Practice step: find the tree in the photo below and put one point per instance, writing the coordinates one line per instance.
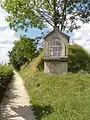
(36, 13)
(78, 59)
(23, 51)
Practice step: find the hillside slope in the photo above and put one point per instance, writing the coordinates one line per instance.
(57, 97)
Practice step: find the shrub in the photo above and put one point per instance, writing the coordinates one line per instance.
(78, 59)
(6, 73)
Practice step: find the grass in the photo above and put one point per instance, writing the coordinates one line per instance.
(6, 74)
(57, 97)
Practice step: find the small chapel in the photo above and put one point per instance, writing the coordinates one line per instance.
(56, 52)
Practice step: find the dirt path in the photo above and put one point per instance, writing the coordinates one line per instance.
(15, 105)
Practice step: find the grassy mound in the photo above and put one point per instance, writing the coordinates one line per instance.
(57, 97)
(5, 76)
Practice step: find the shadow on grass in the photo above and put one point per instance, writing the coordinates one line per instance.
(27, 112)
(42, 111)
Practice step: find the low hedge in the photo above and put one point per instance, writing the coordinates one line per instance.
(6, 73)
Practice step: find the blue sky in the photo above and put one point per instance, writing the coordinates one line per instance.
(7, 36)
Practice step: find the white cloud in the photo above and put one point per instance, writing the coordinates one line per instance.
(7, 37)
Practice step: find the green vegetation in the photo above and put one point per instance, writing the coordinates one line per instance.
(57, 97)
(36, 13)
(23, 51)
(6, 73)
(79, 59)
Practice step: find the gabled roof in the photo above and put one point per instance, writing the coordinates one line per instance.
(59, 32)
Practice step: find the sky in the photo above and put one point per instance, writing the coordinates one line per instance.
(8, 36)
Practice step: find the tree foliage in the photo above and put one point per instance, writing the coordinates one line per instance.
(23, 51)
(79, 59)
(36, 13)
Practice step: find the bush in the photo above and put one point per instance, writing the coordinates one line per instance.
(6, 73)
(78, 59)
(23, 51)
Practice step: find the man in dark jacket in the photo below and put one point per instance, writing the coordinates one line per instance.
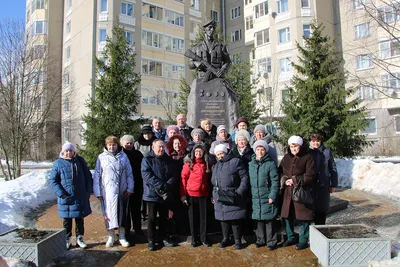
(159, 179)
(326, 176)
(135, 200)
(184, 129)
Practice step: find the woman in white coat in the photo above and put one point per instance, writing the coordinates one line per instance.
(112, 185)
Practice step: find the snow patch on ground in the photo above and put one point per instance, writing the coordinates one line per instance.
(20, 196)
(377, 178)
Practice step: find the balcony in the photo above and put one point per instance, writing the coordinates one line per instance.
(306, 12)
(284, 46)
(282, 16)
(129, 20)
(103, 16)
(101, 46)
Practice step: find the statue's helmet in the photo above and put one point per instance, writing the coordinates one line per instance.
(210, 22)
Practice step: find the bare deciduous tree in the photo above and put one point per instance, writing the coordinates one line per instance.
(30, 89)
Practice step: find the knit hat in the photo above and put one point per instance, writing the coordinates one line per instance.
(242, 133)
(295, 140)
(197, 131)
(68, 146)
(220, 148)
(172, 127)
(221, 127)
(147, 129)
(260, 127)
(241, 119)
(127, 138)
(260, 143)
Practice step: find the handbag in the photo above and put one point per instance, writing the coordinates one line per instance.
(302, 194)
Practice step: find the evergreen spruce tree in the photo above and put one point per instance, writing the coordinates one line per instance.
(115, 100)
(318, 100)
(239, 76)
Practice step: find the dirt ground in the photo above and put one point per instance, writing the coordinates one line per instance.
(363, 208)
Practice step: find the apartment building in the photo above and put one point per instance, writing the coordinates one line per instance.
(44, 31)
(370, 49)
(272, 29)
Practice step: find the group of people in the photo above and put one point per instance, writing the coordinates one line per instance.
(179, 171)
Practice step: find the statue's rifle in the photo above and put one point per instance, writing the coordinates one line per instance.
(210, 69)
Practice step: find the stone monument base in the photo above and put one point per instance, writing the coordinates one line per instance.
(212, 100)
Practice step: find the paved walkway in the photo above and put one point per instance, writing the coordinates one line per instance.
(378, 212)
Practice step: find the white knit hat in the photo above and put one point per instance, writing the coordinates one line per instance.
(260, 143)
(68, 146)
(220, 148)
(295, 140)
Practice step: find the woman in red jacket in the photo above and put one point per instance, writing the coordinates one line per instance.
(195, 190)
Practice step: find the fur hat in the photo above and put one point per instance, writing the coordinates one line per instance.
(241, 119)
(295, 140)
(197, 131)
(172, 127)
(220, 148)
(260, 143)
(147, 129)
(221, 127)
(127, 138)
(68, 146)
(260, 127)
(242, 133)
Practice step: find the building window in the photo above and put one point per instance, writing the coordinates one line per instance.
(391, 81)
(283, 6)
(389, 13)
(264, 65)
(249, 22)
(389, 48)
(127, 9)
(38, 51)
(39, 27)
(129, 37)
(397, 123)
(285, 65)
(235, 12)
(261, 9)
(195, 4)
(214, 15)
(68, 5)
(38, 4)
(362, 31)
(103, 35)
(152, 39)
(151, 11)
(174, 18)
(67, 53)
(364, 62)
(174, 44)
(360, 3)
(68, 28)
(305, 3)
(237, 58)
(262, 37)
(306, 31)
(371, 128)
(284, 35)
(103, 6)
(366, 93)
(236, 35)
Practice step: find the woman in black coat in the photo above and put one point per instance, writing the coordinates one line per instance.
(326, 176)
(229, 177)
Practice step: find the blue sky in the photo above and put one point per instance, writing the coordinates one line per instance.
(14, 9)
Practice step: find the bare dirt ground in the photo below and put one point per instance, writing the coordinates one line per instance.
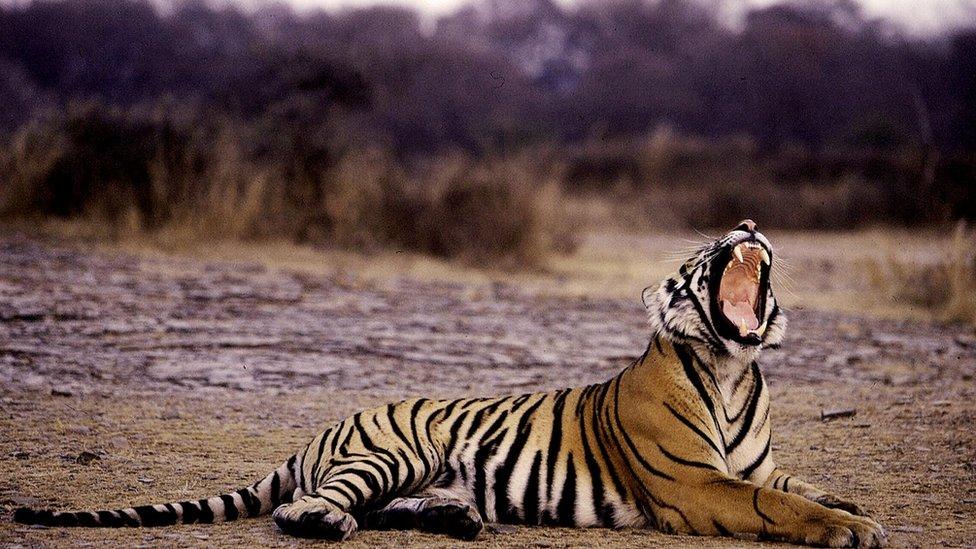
____
* _Requirements_
Write out every line of the listing above verbatim, omitting the pictures.

* _Output_
Practice step: find the tree in the photo below and put one point per instance, writing the coordinates one line per instance.
(36, 13)
(78, 59)
(23, 51)
Practice step: find the hillside slope in the photo above and put one point per instance, writing the coordinates one line per instance.
(57, 97)
Practice step: find the shrub in the photo above and put one point per instance, writing the coordinates one line per instance.
(78, 59)
(6, 73)
Practice step: find the grass in the photo above and put one point per instance, writing the coordinates one line per instance.
(6, 74)
(57, 97)
Practice step: find the small chapel in the photo above and put one point per instance, writing the coordinates one line per instance.
(56, 52)
Practice step: find the dirt path in the photo above and put one point per instance, writing the coordinates one line per instance.
(15, 105)
Practice step: find the grassy mound in the photo above and put one point per instance, writing the coordinates one line per instance.
(57, 97)
(5, 76)
Practice step: find the shadow on grass in the photo above and put one point per instance, writing the coordinates one line per instance.
(27, 112)
(42, 111)
Practice step: find the low hedge in the photo above and put one point per instance, writing the coordinates one line per instance.
(6, 73)
Practice step: find the blue sky in the photo above and put one point per instance, writing the coordinates one line per instance.
(7, 36)
Practice step: find the white cloud in the photo above and put one point per instance, writing the coordinates one line per instance.
(7, 37)
Practice step: find the green vegetation in the photo above and put one point per instance, writing the coordinates one line per instance.
(57, 97)
(36, 13)
(23, 51)
(6, 73)
(79, 59)
Practice step: find the gabled roof in the photo above and put one point per instance, writing the coordinates one line per instance.
(59, 32)
Practice step: find the sky in the photo above and put one point per instance, writing the coordinates one line per instance.
(8, 36)
Practice step: find the tree foliage in the photo above and put one point per instance, writing the coordinates one line per instance.
(23, 51)
(79, 59)
(36, 13)
Practice step: find the bush in the photo above and put one point per instance, writing the coordinates one line per instance.
(6, 73)
(78, 59)
(23, 51)
Practice step: find the man in dark jacket in the photo below and put one point per instance, writing the coordinates one line per instance.
(159, 179)
(326, 176)
(135, 200)
(184, 129)
Practice step: find the woman in white coat in the photo above and put one point per instance, writing the coordinates one line per instance.
(112, 185)
Practice step: find the snow patch on ground in the photo above and put one point per instance, writing the coordinates one line per instance.
(20, 196)
(377, 178)
Practice step: find the balcony in the photo above and put one point per instance, writing the coordinates one line per instance.
(306, 12)
(284, 46)
(282, 16)
(129, 20)
(103, 16)
(101, 46)
Practice step: find the statue's helmet in the photo above and put one point per instance, writing the coordinates one line per instance.
(210, 22)
Practice step: find the bare deciduous tree in the photo above and put one point per instance, writing the coordinates one line per instance.
(30, 89)
Practice step: find the knit hat in the photo above and put one point per instance, writing the coordinates one line per instance.
(242, 133)
(295, 140)
(197, 131)
(68, 146)
(220, 148)
(172, 127)
(221, 127)
(147, 129)
(260, 127)
(241, 119)
(127, 138)
(260, 143)
Practice step: find the handbag in the photo above and put one point per instance, writing the coordinates one line per instance.
(302, 194)
Practice step: find the evergreen spruce tree in the photo above and put one point per instance, writing the coordinates one line per instance.
(115, 100)
(318, 100)
(239, 76)
Practice step: find the dirt ground in the photo above and put one point per instance, writing the coordinates one line per instance.
(363, 208)
Practice step: find the apartment building in the photo above and put one point per instance, writing the coordinates one line per instance.
(44, 31)
(370, 49)
(272, 29)
Practice step: find the group of people in the photo above and put one point per instance, writing the coordinates one line per instance.
(179, 171)
Practice step: find the statue's rifle in the photo above and put one point per instance, writing the coordinates one line per instance.
(210, 69)
Practice step: find the stone monument base in the photo above and put one point per instance, writing the coordinates one line per instance.
(212, 100)
Practice step: find the paved walkway in the photo above and put one point per instance, writing the coordinates one line per instance.
(378, 212)
Practice step: find the white knit hat in the photo above and put one point per instance, writing the coordinates one line per instance.
(260, 143)
(68, 146)
(220, 148)
(295, 140)
Practice step: find the woman in red jacket in the photo above and put one point per instance, writing the coordinates one line per instance.
(195, 190)
Practice step: find the fur hat in the photo above and put one point per instance, writing the coordinates one line per instance.
(241, 119)
(295, 140)
(197, 131)
(172, 127)
(220, 148)
(260, 143)
(147, 129)
(221, 127)
(127, 138)
(68, 146)
(260, 127)
(242, 133)
Practice step: find the building window in the photo above and put one point per instance, writing the coordinates one line per instance.
(391, 81)
(283, 6)
(389, 13)
(264, 65)
(249, 22)
(389, 48)
(127, 9)
(38, 51)
(39, 27)
(129, 37)
(397, 123)
(285, 65)
(235, 12)
(261, 9)
(195, 4)
(214, 15)
(68, 5)
(38, 4)
(362, 31)
(103, 35)
(152, 39)
(151, 11)
(174, 18)
(67, 53)
(364, 62)
(174, 44)
(360, 3)
(68, 28)
(305, 3)
(237, 58)
(262, 37)
(306, 31)
(371, 128)
(284, 35)
(103, 6)
(366, 93)
(236, 35)
Practice step: find the woman in black coat in the photo above and put one point per instance, writing the coordinates one line per instance.
(326, 176)
(229, 177)
Practice step: find the blue sky in the photo above and put one point per instance, writing the coordinates one line per instance.
(14, 9)
Practice step: find the bare dirt ground in the photo below and put one point per instance, writing the coordinates one line per instance.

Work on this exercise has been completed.